BEGIN DATA FOR PROCESSING

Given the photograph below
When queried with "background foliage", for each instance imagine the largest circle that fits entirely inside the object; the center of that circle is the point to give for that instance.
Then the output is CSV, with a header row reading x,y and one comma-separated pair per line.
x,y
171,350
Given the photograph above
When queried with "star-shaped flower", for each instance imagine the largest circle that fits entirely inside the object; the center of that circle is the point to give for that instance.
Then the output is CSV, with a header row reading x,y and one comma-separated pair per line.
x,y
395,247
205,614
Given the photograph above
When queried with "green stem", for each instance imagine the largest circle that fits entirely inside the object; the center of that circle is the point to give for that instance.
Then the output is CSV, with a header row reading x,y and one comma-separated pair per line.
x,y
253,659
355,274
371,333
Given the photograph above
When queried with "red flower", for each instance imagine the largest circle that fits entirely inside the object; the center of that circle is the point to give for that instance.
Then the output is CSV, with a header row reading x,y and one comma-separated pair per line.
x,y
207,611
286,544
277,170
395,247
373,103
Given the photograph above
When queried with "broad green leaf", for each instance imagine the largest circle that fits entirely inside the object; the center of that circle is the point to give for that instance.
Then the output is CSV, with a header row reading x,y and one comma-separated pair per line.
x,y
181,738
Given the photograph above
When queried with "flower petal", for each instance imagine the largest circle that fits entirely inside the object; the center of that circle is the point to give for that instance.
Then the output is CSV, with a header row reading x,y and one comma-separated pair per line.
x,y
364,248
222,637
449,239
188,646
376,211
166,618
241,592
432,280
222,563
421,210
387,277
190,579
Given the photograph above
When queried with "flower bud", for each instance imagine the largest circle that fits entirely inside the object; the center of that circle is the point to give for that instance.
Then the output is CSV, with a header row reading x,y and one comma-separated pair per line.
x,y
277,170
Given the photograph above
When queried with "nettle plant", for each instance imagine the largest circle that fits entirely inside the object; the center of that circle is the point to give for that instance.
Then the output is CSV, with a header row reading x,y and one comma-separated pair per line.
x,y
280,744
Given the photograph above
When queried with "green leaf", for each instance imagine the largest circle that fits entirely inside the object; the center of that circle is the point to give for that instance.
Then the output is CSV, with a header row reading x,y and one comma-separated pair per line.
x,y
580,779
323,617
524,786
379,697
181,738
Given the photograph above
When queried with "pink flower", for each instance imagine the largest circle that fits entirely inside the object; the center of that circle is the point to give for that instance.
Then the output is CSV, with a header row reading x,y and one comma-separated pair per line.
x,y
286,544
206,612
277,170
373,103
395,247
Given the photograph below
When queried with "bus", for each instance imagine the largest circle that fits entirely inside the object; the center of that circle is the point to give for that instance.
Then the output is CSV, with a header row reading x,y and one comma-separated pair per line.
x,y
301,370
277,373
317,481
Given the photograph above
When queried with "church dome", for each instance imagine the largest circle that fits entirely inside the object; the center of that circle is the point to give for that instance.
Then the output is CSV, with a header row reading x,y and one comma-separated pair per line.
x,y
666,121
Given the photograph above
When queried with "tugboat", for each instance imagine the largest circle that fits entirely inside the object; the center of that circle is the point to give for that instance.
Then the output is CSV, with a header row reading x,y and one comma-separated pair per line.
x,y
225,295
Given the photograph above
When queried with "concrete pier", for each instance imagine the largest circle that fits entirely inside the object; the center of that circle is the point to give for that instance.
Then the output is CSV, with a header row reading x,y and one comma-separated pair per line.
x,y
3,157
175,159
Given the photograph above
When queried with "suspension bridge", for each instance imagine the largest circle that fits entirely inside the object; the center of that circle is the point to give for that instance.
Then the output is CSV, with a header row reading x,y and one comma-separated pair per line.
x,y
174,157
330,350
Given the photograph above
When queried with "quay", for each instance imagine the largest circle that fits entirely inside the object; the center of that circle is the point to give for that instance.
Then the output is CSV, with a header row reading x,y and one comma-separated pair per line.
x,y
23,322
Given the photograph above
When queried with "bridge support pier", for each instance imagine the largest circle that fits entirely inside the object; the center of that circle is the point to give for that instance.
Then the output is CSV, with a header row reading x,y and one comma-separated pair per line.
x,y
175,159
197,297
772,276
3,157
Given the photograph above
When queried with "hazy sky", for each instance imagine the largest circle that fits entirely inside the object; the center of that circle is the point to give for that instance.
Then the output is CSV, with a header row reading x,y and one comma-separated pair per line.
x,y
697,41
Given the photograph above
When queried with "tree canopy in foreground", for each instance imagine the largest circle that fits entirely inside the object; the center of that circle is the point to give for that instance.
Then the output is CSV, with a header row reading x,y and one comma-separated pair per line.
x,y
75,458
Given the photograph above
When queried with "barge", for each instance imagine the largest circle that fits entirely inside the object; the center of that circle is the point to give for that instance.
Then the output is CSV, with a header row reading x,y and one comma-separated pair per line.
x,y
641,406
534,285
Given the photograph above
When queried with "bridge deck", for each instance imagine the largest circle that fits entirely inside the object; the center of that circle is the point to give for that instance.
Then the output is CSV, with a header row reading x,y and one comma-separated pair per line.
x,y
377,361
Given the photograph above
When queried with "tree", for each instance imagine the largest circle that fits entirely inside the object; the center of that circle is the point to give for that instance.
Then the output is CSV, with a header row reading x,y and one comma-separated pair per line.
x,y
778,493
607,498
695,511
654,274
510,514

END DATA FOR PROCESSING

• [EXERCISE]
Could you write out all of the data again, exactly as given?

• [EXPECTED OUTPUT]
Given the photograph below
When queried with "background foliage", for each instance imagine the largest circle that fits entirely inside the object; the center of that circle is the point to give for that instance.
Then the output is CSV, with a header row reading x,y and one comma-separated pair per line.
x,y
171,350
Given the photograph above
When queried with "star-shaped flower", for each instance imagine the largest circle that fits entirely inside the object; the center of that circle is the point to give for that instance.
Then the output is CSV, with a header row reading x,y and one comma-separated pair per line.
x,y
395,247
205,614
Given the photograph above
When queried with "green stem", for each instance imagine the largest circle that fits entirely inside the object; the center of that circle is the point to give for that instance.
Then the output is CSV, with a header row reading x,y and one comma-separated pair per line.
x,y
253,659
355,274
371,333
Given the photograph above
When queried with "red flower", for each instance imagine the largest circle that fits entirely inside the object; the center of that circle is the point to give for that instance.
Then the output is CSV, with a header row reading x,y and one comma-separated pair per line.
x,y
207,611
286,544
277,170
395,247
373,103
Given the photograph above
When queried with "broad green leaf", for each instance imagine the largest circle that fits entirely inside the object; the center of that circle is the point to give for that instance.
Then the output is CSV, with a header row reading x,y and one comma-separated pair per line.
x,y
181,738
Given the photograph above
When queried with "flower petal", for each instance imagine the largest circle that fits entirely inside the object; the center of that circle is the point to give for that instance.
Then the output is CSV, with a header row reading x,y and one comma-separated pair per line.
x,y
364,248
222,637
449,239
188,646
376,211
166,618
241,592
432,280
222,563
421,210
387,277
190,579
Given the photograph above
When queried with "flower bud", for each instance imagine the largest circle that fits entirely inside the object; the center of that circle is the point to give for that instance.
Then the output is CSV, with a header row reading x,y and one comma-separated pair per line.
x,y
277,170
Given the photograph above
When queried with "nettle plant", for each instance imagine the largest circle that fits entirely inside the object; the center of that circle is the point to give for that instance.
Then the output is CSV, with a header row reading x,y and one comma-separated pair per line.
x,y
280,744
Given the photograph above
When queried with "green leaf", for each instance imagine the largest circle that fits entirely inside the object; the center of that circle is the point to give for that instance.
Then the output is CSV, with a header row reading x,y and one comma-separated pair per line.
x,y
580,779
323,617
524,786
379,697
181,738
Given the photograph above
When queried with "pink flower", for each instance imagine the largest circle that fits entirely inside the object; the center of that circle is the point to give for that instance.
Then the output is CSV, with a header row reading x,y and one comma-separated pair per line.
x,y
286,544
206,612
277,170
373,103
395,247
Given the photograph below
When queried with "bus", for each instance imagine the largest circle that fits entirely inside the object; the center of that circle is the point to give for that instance.
Then the output is CSV, with a header row reading x,y and one comma-separated pair per line.
x,y
301,370
277,373
317,481
Given the photograph above
When queried with "church dome", for each instance imagine the largest circle that fits entirely inside the object; the center of that circle is the point to give for that instance.
Then the output is CSV, with a header row reading x,y and one comma-separated pair per line.
x,y
666,121
Given the photograph above
When queried with "tugboat", for each instance imagine the largest circle that fits entirely inside the object; the center of that circle is the point to give for that instance.
Then the output is CSV, with a header row reading x,y and one comma-separated pair per line.
x,y
225,295
Given the photograph above
When queried with "concrete pier", for each instance imagine the largest circle that fits entirely inside the object; the center of that circle is the point to give for that instance.
Then the output is CSV, with a header row reading x,y and one comma-separated pair per line.
x,y
3,157
175,159
Given the photograph above
When queried with "suspension bridge", for each instance imagine the largest circle that fits entirely inside the object; the center of that circle is the point to give for that instance.
Then the output is CSV, with a header row reading x,y and one comma-separated pair per line.
x,y
174,157
330,350
Given the photograph above
When queried with "quay", for each instance imagine the largest circle that fits entirely inside the object; the center of that circle is the point to give for that instance.
Then the output is CSV, with a header row reading x,y and one comma-separated pair per line.
x,y
23,322
Given the photograph above
When queried with "bridge support pier", for each instance imagine the largest circle that fits entirely inside the object; the center of that circle is the point to give for that instance.
Then the output is CSV, with a header row reading x,y and one comma-separated pair per line.
x,y
175,159
197,297
772,276
3,157
Given the photograph above
When queried with "hazy sky", for each instance imagine the largest circle that fits entirely inside the object; the center of that circle is the point to give for that instance.
Then the output is CSV, with a header row reading x,y and one comma-separated pair per line.
x,y
697,41
Given the photograph above
When queried with "tree canopy in foreground", for each instance imagine the largest circle that fits entirely inside the object; the center of that circle is the point to give for that instance.
Then the output is CSV, with a header row reading x,y and one comma-separated pair per line.
x,y
75,458
Given the photograph above
When queried with "barge", for each instance imagine the largest circle that fits entirely inside the object; the center of that circle is the point to give for that instance.
Then the output is CSV, with a header row reading x,y and one comma-separated pair per line.
x,y
641,406
534,285
Given the photograph above
When queried with "bridge deck", for each instance imagine the largest circle that fits entirely inside the object; the center of that circle is the point to give for that instance.
Then the output is CSV, with a header row reading x,y and one comma-separated pair per line.
x,y
377,361
Given the photograph above
When queried with "tree", for each instance imagine the largest circle that fits entirely inside the object; the center of that circle is the point to give for that instance.
Then the output is CSV, with a header row reading x,y and one comma-separated pair per line.
x,y
778,493
607,498
695,511
654,274
510,514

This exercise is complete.